TEXTO FORNECIDO:
↓

Neste ponto não só a filosofia, como a sociologia e, talvez principalmente, a antropologia, pode nos ajudar não só a explicar como também compreender e apontar rumos para o mundo que construímos e que parece estar fora de controle e numa encruzilhada; além de estar nos sufocando.

E, do ponto de vista individual, podemos dizer que nossa identidade nos diferencia, mas como falar a respeito das diferenças sociais, culturais...?  O que é aquilo que nos identifica e nos distingue não somente enquanto indivíduos, mas como sociedade? Em que consiste isso que chamamos de diferenciador cultural?

↑

(Itens de um conjunto de anotações por pontos)
↓

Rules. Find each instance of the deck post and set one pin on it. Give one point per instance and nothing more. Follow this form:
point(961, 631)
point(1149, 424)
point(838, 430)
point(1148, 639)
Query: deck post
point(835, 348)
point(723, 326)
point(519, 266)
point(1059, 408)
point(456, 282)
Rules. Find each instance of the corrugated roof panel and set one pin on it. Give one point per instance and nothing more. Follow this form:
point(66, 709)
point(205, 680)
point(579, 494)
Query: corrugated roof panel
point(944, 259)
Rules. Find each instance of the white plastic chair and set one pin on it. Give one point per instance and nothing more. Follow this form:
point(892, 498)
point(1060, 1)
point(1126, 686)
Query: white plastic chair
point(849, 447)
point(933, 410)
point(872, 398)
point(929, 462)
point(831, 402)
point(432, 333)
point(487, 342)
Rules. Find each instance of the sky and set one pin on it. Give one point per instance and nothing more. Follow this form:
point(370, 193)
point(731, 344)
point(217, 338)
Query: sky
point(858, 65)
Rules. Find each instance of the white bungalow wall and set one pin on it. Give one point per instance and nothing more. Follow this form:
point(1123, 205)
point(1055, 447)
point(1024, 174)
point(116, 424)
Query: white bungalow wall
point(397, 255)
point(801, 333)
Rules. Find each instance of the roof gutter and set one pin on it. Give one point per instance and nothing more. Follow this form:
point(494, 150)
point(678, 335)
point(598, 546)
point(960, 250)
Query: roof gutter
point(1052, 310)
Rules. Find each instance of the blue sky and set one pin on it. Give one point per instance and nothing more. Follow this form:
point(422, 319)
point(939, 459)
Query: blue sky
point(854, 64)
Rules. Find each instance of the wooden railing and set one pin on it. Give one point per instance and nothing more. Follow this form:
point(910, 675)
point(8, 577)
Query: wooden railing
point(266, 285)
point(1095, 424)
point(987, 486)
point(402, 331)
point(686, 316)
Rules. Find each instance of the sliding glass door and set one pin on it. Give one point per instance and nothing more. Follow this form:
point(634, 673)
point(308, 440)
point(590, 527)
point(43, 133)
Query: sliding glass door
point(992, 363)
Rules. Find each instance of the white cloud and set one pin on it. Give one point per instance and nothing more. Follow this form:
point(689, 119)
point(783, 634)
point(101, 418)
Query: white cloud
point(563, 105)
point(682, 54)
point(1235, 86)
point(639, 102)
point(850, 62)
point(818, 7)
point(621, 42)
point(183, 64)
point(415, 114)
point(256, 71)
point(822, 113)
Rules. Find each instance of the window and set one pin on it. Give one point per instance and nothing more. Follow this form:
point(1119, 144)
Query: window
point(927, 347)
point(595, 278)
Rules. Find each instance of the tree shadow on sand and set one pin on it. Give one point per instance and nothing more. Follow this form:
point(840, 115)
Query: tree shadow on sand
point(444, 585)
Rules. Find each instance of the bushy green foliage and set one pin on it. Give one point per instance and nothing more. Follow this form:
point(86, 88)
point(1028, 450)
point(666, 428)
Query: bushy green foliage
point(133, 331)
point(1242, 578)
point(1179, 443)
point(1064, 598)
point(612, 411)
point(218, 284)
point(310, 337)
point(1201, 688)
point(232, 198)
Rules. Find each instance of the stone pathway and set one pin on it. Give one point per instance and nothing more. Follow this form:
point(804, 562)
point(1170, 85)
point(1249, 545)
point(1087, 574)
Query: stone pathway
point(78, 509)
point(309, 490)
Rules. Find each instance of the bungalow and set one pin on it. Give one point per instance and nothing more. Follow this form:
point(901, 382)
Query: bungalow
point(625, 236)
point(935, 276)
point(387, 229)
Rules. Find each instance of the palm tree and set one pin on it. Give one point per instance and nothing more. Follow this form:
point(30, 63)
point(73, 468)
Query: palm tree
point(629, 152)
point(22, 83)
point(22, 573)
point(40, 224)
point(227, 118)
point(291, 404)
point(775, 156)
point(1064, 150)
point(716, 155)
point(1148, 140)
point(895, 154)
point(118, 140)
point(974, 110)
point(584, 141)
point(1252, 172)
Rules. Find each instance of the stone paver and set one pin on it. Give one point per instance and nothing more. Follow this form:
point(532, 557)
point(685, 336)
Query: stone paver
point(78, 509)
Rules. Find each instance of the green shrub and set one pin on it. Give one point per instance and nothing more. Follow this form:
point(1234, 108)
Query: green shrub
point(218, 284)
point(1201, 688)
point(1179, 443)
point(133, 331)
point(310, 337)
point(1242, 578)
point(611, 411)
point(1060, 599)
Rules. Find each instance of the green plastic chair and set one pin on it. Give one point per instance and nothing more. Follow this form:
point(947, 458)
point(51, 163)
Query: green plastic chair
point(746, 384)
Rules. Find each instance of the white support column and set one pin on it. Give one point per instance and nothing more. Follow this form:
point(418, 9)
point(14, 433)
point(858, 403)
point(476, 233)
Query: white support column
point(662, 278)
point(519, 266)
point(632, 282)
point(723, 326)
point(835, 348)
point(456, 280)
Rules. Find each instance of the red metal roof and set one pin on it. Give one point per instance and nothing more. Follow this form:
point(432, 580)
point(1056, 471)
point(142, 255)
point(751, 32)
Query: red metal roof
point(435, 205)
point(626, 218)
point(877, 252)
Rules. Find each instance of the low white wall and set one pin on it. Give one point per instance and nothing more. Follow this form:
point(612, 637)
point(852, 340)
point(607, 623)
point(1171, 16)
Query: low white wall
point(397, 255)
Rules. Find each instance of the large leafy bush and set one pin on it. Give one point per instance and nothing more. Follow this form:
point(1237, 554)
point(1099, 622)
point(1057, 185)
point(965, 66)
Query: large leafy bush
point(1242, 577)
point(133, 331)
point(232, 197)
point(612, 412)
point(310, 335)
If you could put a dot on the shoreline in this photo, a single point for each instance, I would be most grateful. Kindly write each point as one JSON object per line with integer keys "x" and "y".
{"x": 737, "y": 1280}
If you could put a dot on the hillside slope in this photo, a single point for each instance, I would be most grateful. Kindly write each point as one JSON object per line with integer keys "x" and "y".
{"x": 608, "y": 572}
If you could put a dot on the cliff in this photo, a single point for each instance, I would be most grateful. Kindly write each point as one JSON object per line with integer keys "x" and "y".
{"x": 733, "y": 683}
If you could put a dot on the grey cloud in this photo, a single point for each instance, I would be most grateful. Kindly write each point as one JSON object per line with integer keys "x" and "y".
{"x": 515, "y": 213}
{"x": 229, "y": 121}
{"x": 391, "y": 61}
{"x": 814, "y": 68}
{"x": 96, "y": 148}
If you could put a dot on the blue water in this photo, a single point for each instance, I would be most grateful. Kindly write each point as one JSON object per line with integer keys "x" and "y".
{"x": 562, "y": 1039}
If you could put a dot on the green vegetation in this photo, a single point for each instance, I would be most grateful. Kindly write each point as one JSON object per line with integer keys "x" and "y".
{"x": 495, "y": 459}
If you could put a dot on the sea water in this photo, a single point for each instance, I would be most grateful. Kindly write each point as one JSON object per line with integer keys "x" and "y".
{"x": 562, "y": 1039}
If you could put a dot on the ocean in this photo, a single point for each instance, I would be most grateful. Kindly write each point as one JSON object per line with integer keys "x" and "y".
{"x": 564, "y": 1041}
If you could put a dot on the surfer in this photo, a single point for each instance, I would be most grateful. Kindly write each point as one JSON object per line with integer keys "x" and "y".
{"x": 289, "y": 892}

↑

REQUISITOS DA TAREFA:
a – Responda com base no texto sobre diferença cultural:
(i) Qual área do conhecimento o texto indica como a que talvez possa ajudar principalmente?
(ii) Além de parecer fora de controle, em que situação o mundo que construímos parece estar?
(iii) Do ponto de vista individual, o que nos diferencia?
b – Prossiga com o texto sobre diferença cultural a partir da última frase apresentada.

CONJUNTO DE RESPOSTAS:
a –
(i) A antropologia.
(ii) Numa encruzilhada.
(iii) Nossa identidade.

b –
Por influência do darwinismo, no início da antropologia social, o projeto de dar conta da diversidade cultural levou naturalistas e historiadores a debruçarem-se sobre os relatos de viajantes; exploradores e administradores coloniais que falavam sobre “as exoticidades” das sociedades “inferiores”; incivilizadas; simples, em relação a uma visão industrial da técnica; e, finalmente, primitivas, por serem mais remanescentes de formas antigas, primeiras, da evolução das sociedades humanas. O relativo isolamento geográfico destas sociedades e povos contribuiu para esta visão. Assim, a Antropologia Social, partindo de questões evolucionistas importantes para os estudiosos do século XIX, ficou vista como “ciência das sociedades primitivas”. Mas com a persistência destas sociedades em resistirem até a atualidade de forma bastante diferente da tradição européia, colocou um problema crucial para esta visão evolucionista e etnocêntrica da diversidade humana. Este fato motivou variações ao longo da história da disciplina e de seus conceitos. Os antropólogos voltaram-se, a partir dos próprios resultados das pesquisas nestes povos com “culturas diferenciadas”, para subgrupos ou sub-culturas no interior das sociedades “complexas” (VERANI, 2011)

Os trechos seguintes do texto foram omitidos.